How to complete this task: Transcribe the full listing with no word altered.

--- START ---

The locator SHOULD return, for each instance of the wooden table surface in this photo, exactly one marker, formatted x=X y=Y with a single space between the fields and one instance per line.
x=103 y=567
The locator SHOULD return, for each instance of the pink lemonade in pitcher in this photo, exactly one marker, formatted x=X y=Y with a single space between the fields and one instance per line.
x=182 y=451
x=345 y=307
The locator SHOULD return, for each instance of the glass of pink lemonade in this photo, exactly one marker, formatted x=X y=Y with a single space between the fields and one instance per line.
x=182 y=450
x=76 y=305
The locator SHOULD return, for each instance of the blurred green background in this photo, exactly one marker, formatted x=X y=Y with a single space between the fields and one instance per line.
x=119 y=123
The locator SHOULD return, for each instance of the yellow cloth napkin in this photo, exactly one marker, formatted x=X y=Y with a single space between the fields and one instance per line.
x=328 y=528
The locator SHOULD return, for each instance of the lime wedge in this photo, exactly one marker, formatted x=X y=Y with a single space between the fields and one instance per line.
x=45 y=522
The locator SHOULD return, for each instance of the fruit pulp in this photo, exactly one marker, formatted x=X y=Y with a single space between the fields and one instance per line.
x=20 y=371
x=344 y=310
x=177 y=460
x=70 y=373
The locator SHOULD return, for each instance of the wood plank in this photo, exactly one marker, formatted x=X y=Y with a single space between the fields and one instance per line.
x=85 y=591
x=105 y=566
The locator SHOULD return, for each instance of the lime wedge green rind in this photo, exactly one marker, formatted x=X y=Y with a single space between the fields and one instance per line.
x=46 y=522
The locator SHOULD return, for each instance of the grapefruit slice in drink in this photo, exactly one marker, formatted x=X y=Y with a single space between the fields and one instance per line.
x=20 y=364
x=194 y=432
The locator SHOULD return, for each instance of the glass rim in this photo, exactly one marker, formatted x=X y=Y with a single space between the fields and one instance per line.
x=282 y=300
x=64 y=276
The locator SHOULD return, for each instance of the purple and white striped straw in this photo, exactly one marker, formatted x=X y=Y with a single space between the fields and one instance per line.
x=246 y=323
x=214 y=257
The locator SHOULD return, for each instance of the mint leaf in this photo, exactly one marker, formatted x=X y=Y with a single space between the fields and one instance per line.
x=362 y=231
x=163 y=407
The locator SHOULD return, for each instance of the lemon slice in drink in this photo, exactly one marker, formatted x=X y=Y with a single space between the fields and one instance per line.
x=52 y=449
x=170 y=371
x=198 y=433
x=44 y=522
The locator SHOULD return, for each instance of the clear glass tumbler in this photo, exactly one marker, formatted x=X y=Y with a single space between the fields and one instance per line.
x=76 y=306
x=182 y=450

--- END ---

Exercise result:
The locator SHOULD return, for each instance of the wooden table surface in this photo, exactly one marker, formatted x=X y=Y with a single space between the fields and one instance per line.
x=103 y=567
The locator SHOULD return, for each instance of the pink lemonade in pitcher in this photo, exactly one marker, formatted x=X y=Y with a single space between the fields and one instance per line.
x=182 y=451
x=345 y=307
The locator SHOULD return, for each instance of the glass of pink lemonade in this photo, exactly one marker, formatted x=X y=Y with a single space between the fields and one instance per line.
x=182 y=450
x=76 y=305
The locator SHOULD return, for each instance of the blurred green background in this photo, exactly one marker, formatted x=X y=Y with a single space between the fields and one instance per line.
x=119 y=123
The locator SHOULD return, for each instance of the yellow cloth napkin in this photo, exactly one marker, formatted x=X y=Y with a single space between the fields and one instance per line.
x=328 y=528
The locator SHOULD return, for each instance of the lime wedge in this photo, exactly one marker, formatted x=X y=Y with a single space between the fields and one instance per line.
x=45 y=522
The locator SHOULD return, for each instance of the fruit pulp in this photo, exactly one marker, formatted x=X y=Y with a single space between the fields and one instance per line.
x=20 y=371
x=344 y=310
x=177 y=460
x=70 y=373
The locator SHOULD return, for each instance of the wood plank in this photo, exactly one marker, formatted x=X y=Y with a single space between the fields and one instance per line.
x=85 y=591
x=105 y=566
The locator SHOULD return, for each instance of the lime wedge green rind in this photo, exactly one marker, formatted x=X y=Y with a single space between the fields and one instance per line.
x=46 y=522
The locator SHOULD return, for each instance of the grapefruit slice in drink in this photo, exactly one marker, formatted x=X y=Y with a single space between the fields and one instance per line.
x=20 y=364
x=194 y=432
The locator SHOULD return, for each instance of the glass rim in this photo, exactly one marker, formatted x=X y=Y with a single space between the fields and one instance per line.
x=282 y=300
x=64 y=276
The locator SHOULD return, for each instance of the purple and white striped straw in this photo, exactly one marker, formatted x=X y=Y with a single space between the fields and one instance per line.
x=246 y=323
x=214 y=257
The locator SHOULD return, for each instance of the mint leaf in this photo, exactly one marker, formatted x=X y=Y with a single space between the fields and one instance per line.
x=362 y=231
x=163 y=407
The locator SHOULD return, for each instance of the lemon slice in drink in this photo, exactly one marker, formatted x=X y=Y with a single space between the fields and one instance per line.
x=52 y=449
x=170 y=371
x=198 y=433
x=44 y=522
The locator SHOULD return, for each instance of the clear glass tumbler in this photo, exactly one marker, formatted x=X y=Y with a single space between the fields and one instance per line.
x=76 y=306
x=182 y=450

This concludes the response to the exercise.